▶ **JOB A**: Can you set down the lines of the listing from the line with "[locate] stainless steel refrigerator" to the line with "[(307, 529)]", both included, word for word and with the pictures left out?

▶ **TEXT PASSAGE**:
A Letter To Mr Lightfoot – August 4th, 1864
My dear Friend, Mr. Lightfoot,
I feel that I must write to you on a subject which, I am sure, will much try, not only your mind, but the mind also of many of my dear friends and hearers; and nothing but necessity would compel me to do so.
I have for some time been convinced that the state of my health, and the repeated attacks of severe illness which I have now had for several years, quite unfit me for the labors which I have undergone at Stamford and Oakham for nearly twenty-six years. I came to London very weak, but was in hopes that the change, as in former years, would do me good. And this was the case for the first two or three weeks; but the Lord was pleased to let a cold fall upon my poor weak chest, and the consequence has been one of my attacks of bronchitis, which has quite laid me aside. Dr. Corfe has attended me, and carefully examined my chest, and says I am not fit for continuous work, and that the climate of Stamford is too cold for me. I will endeavor to procure his opinion in a written expression of it, but I am quite convinced, from a feeling sense of my great bodily weakness, that he is right in his judgment.

▶ **JOB B**: Could you give the passage of the letter to Mr. Lightfoot from "A Letter To" to "me to do so." again, replacing "subject" with "matter"?

Stored data entries
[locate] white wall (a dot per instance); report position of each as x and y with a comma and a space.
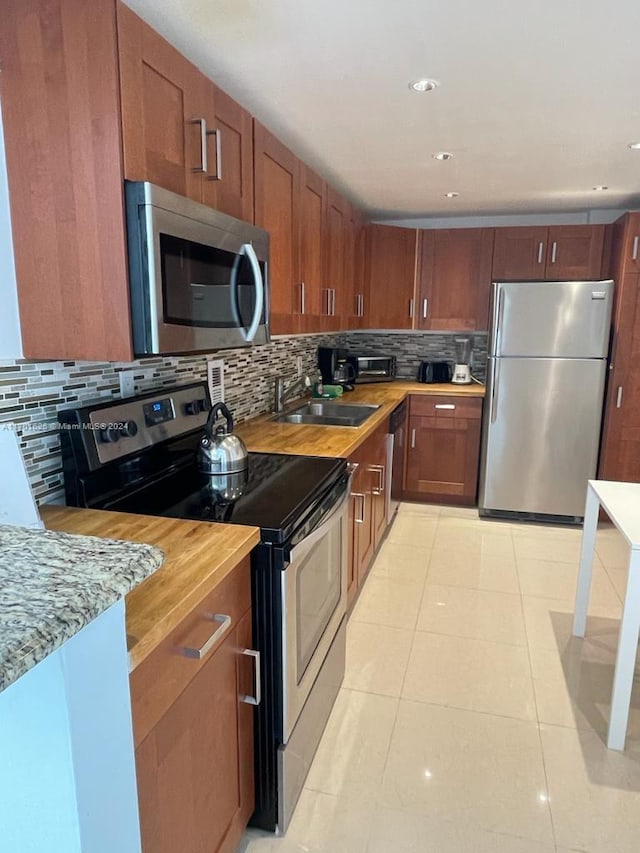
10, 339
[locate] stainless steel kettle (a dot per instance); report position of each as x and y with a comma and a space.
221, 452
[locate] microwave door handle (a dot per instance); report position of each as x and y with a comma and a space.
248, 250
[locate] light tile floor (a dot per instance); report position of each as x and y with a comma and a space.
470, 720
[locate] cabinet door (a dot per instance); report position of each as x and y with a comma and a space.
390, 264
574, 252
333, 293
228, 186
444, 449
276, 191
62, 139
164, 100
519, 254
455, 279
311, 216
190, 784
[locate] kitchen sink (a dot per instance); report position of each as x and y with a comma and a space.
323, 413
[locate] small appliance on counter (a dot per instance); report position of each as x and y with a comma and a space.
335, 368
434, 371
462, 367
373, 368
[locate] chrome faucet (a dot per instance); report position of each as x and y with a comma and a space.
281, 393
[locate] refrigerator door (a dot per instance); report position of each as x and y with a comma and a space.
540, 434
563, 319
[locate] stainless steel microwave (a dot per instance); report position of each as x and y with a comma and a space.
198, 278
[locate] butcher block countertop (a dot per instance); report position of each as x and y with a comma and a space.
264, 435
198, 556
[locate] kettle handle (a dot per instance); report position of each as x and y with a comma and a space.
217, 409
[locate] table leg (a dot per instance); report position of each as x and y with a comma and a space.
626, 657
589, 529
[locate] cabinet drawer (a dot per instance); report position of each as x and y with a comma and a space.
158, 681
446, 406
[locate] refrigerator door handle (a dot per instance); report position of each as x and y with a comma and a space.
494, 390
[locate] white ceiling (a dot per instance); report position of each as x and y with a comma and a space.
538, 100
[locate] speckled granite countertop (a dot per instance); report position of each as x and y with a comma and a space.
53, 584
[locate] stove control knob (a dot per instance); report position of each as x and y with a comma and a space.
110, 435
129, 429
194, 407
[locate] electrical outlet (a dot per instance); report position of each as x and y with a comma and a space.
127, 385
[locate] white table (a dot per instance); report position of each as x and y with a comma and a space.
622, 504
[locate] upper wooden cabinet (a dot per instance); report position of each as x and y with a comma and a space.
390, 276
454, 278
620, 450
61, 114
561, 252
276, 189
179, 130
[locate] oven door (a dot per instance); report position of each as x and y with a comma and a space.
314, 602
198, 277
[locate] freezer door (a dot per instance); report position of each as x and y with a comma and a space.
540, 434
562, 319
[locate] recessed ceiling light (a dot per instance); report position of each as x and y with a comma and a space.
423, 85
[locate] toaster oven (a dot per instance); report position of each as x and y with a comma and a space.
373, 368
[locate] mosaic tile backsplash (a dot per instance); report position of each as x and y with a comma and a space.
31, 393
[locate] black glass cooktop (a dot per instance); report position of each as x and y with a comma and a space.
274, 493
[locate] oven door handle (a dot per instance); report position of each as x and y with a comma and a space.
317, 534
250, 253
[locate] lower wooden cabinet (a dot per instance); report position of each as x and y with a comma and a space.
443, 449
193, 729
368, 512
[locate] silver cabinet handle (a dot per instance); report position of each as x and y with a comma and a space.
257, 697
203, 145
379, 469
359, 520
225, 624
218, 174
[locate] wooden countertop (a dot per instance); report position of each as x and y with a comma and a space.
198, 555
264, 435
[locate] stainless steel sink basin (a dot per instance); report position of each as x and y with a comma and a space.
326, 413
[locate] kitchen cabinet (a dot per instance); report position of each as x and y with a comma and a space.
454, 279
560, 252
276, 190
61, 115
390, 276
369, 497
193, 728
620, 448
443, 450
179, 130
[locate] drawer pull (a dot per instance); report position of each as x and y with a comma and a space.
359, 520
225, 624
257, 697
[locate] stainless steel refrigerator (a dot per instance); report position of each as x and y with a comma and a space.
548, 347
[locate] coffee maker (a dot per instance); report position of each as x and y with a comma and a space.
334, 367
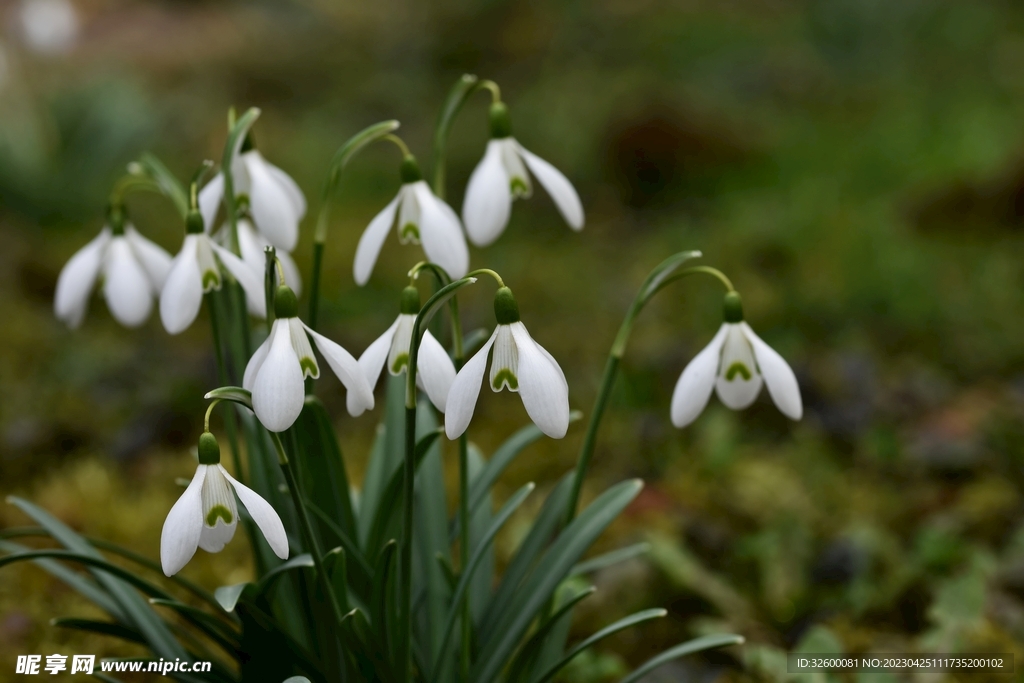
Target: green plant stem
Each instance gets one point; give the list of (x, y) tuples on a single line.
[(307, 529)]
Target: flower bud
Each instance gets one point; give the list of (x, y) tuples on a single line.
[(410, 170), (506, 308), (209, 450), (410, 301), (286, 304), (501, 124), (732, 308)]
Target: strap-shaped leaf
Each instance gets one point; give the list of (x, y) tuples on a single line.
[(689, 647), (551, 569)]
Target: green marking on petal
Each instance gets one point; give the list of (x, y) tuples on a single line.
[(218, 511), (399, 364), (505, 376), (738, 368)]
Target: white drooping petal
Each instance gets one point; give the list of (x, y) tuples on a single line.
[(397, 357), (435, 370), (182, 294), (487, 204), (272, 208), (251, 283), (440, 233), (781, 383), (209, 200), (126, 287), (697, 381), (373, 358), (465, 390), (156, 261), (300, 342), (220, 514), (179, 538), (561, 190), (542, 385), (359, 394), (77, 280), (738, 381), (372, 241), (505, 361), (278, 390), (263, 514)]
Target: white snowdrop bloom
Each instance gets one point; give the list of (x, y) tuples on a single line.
---
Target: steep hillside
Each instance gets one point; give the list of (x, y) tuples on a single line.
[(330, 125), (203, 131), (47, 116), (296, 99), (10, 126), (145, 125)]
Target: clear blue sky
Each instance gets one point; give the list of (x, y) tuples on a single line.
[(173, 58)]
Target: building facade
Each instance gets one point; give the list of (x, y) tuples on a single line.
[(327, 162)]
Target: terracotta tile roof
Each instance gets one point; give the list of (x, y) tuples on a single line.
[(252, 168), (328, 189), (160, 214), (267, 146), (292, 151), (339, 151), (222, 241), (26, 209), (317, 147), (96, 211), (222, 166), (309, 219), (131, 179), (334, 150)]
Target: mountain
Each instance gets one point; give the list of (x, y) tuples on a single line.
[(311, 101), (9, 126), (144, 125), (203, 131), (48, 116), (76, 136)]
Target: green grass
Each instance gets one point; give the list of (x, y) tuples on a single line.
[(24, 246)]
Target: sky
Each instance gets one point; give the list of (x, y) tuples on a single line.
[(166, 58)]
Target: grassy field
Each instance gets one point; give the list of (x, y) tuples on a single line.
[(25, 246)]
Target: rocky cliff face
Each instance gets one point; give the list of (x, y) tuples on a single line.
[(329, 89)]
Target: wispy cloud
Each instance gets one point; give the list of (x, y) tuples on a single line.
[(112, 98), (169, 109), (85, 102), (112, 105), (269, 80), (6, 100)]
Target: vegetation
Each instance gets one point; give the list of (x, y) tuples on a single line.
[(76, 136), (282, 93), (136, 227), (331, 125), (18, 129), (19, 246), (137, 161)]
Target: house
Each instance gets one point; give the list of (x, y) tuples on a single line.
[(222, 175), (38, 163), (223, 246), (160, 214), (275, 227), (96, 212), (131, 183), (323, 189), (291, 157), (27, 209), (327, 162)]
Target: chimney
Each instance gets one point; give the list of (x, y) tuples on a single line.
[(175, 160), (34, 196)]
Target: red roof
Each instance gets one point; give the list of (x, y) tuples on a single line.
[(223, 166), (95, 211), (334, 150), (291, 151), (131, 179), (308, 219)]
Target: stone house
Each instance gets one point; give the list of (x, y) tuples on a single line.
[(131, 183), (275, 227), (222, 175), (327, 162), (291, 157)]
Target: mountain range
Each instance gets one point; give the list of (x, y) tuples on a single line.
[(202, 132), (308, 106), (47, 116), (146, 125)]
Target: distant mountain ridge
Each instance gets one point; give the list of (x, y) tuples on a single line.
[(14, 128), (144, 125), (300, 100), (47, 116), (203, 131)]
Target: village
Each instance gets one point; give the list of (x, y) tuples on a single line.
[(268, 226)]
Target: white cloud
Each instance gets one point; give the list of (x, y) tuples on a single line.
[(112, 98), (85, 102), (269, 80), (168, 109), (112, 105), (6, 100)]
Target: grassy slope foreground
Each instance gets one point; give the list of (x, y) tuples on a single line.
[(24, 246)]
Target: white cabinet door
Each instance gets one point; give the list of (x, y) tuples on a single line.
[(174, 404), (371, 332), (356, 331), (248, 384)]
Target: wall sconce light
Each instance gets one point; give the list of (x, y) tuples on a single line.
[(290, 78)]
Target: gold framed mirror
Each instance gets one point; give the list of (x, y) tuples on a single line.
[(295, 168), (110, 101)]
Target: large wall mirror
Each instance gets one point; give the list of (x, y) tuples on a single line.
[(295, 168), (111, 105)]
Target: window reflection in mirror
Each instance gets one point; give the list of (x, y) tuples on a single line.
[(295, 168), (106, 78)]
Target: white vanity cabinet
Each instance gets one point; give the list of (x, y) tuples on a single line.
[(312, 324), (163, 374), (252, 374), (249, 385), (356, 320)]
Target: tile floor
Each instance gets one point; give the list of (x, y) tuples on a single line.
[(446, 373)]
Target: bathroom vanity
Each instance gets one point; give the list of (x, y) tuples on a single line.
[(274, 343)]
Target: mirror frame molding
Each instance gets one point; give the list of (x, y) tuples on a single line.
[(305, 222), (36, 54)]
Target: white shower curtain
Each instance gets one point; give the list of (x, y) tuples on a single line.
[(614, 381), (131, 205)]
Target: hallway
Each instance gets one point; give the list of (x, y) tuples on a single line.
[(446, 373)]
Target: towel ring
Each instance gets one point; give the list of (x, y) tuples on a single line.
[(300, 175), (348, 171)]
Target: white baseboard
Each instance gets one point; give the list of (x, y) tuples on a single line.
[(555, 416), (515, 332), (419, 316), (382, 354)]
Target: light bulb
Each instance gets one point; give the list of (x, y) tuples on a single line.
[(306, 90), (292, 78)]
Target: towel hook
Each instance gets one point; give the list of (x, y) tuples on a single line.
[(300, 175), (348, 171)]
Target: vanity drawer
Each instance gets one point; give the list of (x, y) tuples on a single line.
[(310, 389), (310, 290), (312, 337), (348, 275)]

▶ **WORKED SOLUTION A**:
[locate] stainless steel refrigerator (a dot per instance); report position of each as x and y with a comma and a space.
548, 347
[locate] coffee maker (a dot per instance); report position of each as x and y with a comma and a space.
334, 367
Target: green plant stem
Each instance gets one point; give the list of (x, y) tuples on a single line.
[(307, 529)]

▶ **WORKED SOLUTION B**:
A Letter To Mr Lightfoot – August 4th, 1864
My dear Friend, Mr. Lightfoot,
I feel that I must write to you on a matter which, I am sure, will much try, not only your mind, but the mind also of many of my dear friends and hearers; and nothing but necessity would compel me to do so.